▸ **WHAT YOU NEED TO DO**
Please print, word for word, every line from the one that contains "Point to the crab leg." through the last line of the records, and nothing else.

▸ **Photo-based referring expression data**

━━━━

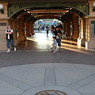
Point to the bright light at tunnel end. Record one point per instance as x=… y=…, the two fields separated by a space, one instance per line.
x=1 y=6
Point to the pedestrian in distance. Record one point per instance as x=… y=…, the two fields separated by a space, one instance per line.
x=9 y=38
x=54 y=44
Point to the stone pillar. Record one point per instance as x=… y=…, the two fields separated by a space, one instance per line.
x=65 y=28
x=84 y=31
x=32 y=31
x=68 y=29
x=28 y=29
x=72 y=26
x=3 y=26
x=20 y=29
x=76 y=28
x=90 y=39
x=13 y=23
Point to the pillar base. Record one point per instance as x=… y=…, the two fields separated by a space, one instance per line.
x=83 y=42
x=90 y=44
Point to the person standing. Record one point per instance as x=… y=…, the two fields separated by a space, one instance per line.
x=9 y=38
x=58 y=36
x=54 y=44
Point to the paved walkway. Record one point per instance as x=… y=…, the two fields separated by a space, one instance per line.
x=40 y=72
x=72 y=79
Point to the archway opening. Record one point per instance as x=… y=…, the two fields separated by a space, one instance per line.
x=70 y=18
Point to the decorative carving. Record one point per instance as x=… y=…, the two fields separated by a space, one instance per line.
x=51 y=92
x=17 y=7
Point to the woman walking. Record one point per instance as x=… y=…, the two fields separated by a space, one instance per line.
x=9 y=38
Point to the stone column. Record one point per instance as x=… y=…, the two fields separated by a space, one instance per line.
x=90 y=39
x=20 y=29
x=13 y=23
x=68 y=29
x=3 y=26
x=65 y=28
x=84 y=31
x=32 y=32
x=72 y=27
x=28 y=29
x=76 y=28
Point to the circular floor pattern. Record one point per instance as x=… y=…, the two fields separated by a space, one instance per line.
x=51 y=90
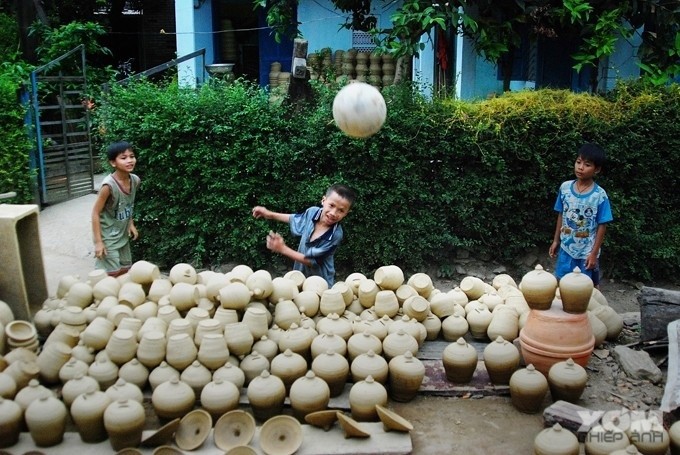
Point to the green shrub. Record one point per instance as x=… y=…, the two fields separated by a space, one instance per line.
x=441 y=175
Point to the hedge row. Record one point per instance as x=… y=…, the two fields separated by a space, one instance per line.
x=440 y=176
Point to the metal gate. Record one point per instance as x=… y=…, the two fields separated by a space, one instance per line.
x=61 y=121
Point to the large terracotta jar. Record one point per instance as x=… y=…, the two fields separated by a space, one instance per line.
x=460 y=361
x=552 y=336
x=576 y=288
x=538 y=287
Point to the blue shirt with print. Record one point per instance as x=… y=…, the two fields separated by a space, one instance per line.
x=320 y=250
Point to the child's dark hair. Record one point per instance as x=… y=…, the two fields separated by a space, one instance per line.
x=593 y=152
x=343 y=191
x=115 y=149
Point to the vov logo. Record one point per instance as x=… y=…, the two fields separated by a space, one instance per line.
x=617 y=422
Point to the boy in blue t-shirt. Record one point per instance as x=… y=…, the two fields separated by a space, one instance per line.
x=319 y=231
x=583 y=212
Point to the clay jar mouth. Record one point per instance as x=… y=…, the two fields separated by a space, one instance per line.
x=20 y=330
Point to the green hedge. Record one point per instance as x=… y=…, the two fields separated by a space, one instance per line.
x=440 y=176
x=15 y=173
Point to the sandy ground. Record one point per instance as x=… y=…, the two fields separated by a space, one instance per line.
x=443 y=425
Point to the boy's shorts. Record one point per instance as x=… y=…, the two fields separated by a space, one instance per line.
x=566 y=264
x=115 y=260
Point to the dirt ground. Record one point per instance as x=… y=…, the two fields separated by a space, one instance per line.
x=443 y=425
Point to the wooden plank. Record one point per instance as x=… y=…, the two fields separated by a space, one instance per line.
x=671 y=394
x=658 y=307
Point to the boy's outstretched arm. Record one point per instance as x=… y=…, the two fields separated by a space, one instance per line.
x=276 y=244
x=263 y=212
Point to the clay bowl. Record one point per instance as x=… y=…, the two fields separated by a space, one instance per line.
x=351 y=427
x=392 y=421
x=235 y=428
x=322 y=419
x=163 y=435
x=193 y=429
x=281 y=435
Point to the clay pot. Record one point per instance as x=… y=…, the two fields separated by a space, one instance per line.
x=360 y=343
x=289 y=366
x=281 y=435
x=253 y=364
x=538 y=287
x=460 y=361
x=576 y=288
x=46 y=420
x=369 y=364
x=406 y=374
x=473 y=287
x=173 y=399
x=239 y=338
x=123 y=390
x=363 y=398
x=308 y=394
x=528 y=388
x=219 y=397
x=333 y=368
x=479 y=320
x=368 y=290
x=266 y=394
x=286 y=313
x=398 y=343
x=196 y=376
x=183 y=273
x=87 y=412
x=556 y=441
x=230 y=373
x=180 y=351
x=567 y=381
x=161 y=374
x=104 y=371
x=501 y=359
x=124 y=423
x=134 y=373
x=389 y=277
x=325 y=342
x=552 y=336
x=122 y=346
x=260 y=284
x=604 y=440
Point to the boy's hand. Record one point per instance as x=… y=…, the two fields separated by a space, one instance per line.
x=99 y=250
x=260 y=212
x=275 y=242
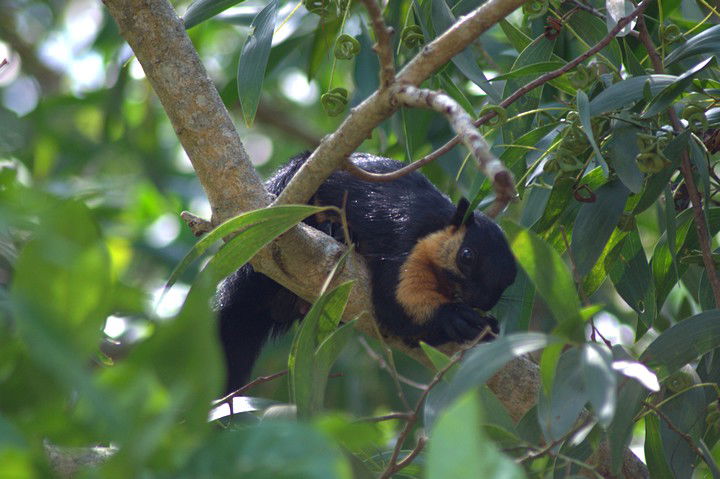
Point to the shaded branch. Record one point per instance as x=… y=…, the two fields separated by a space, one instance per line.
x=383 y=47
x=462 y=123
x=687 y=172
x=331 y=153
x=541 y=80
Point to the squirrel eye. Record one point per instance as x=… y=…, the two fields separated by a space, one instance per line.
x=467 y=255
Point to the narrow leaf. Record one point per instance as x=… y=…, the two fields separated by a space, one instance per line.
x=625 y=93
x=479 y=365
x=253 y=61
x=683 y=343
x=201 y=10
x=665 y=98
x=583 y=104
x=549 y=273
x=702 y=43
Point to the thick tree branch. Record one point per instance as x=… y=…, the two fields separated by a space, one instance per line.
x=210 y=140
x=539 y=81
x=193 y=105
x=383 y=47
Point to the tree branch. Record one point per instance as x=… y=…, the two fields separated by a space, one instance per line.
x=171 y=64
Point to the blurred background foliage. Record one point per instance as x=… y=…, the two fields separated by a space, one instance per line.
x=92 y=181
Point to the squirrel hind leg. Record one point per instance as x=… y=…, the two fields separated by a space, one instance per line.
x=251 y=308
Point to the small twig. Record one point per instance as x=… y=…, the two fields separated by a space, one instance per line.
x=258 y=380
x=462 y=123
x=391 y=369
x=667 y=399
x=547 y=449
x=687 y=172
x=413 y=454
x=383 y=47
x=387 y=417
x=197 y=225
x=383 y=365
x=686 y=437
x=394 y=466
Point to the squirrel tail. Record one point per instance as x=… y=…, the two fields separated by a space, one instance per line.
x=251 y=308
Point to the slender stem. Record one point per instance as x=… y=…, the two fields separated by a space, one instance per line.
x=394 y=465
x=541 y=80
x=687 y=172
x=383 y=47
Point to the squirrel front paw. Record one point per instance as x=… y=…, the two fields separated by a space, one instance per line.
x=458 y=322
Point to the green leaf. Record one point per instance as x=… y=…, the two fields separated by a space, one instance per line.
x=437 y=357
x=598 y=274
x=550 y=275
x=654 y=454
x=61 y=283
x=600 y=381
x=533 y=69
x=665 y=98
x=325 y=35
x=595 y=223
x=540 y=50
x=479 y=365
x=517 y=38
x=683 y=343
x=465 y=61
x=591 y=29
x=201 y=10
x=656 y=183
x=632 y=64
x=702 y=43
x=583 y=104
x=630 y=273
x=687 y=414
x=630 y=396
x=625 y=93
x=253 y=61
x=664 y=272
x=268 y=223
x=309 y=364
x=514 y=314
x=458 y=447
x=558 y=202
x=271 y=449
x=624 y=148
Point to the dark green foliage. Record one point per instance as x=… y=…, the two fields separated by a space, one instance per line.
x=92 y=180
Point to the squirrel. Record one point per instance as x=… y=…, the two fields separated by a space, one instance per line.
x=432 y=264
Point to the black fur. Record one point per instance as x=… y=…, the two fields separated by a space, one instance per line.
x=386 y=220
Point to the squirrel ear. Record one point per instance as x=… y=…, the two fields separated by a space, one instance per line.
x=457 y=219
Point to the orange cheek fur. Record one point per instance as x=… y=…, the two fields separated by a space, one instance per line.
x=419 y=290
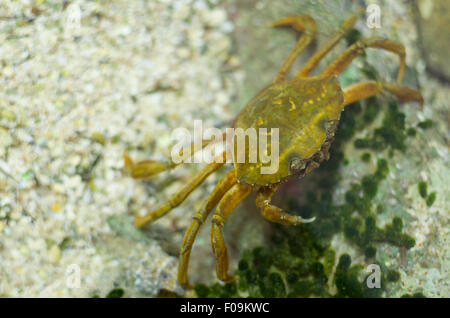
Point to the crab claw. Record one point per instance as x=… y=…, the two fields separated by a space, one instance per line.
x=144 y=168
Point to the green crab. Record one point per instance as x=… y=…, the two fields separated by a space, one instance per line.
x=306 y=110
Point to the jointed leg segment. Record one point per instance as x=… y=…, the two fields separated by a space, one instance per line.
x=305 y=24
x=225 y=207
x=367 y=89
x=315 y=59
x=341 y=62
x=181 y=194
x=273 y=213
x=197 y=220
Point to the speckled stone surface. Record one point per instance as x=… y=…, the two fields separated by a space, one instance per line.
x=75 y=95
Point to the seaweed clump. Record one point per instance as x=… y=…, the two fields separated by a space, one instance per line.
x=301 y=262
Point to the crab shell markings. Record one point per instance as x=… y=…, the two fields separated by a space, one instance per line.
x=306 y=111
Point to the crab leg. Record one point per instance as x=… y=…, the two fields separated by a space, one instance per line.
x=341 y=62
x=315 y=59
x=148 y=168
x=225 y=207
x=303 y=23
x=181 y=194
x=363 y=90
x=197 y=220
x=273 y=213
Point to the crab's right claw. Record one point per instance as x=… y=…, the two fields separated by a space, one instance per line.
x=144 y=168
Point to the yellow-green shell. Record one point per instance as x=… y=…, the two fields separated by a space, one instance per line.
x=301 y=110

━━━━

▸ **RESULT**
Point to the crab leg. Record one point per instance as x=… y=…, the two fields separated by a space, one instance per line.
x=341 y=62
x=315 y=59
x=148 y=168
x=225 y=207
x=303 y=23
x=181 y=194
x=363 y=90
x=197 y=220
x=273 y=213
Point to the crab's right claw. Record one point per instance as x=… y=…, the two fields separated by a space, one instance per line.
x=144 y=168
Point to the yellow-green shell. Record one point per instance as x=… y=…, the two fields separated by a space, one instance per line.
x=301 y=110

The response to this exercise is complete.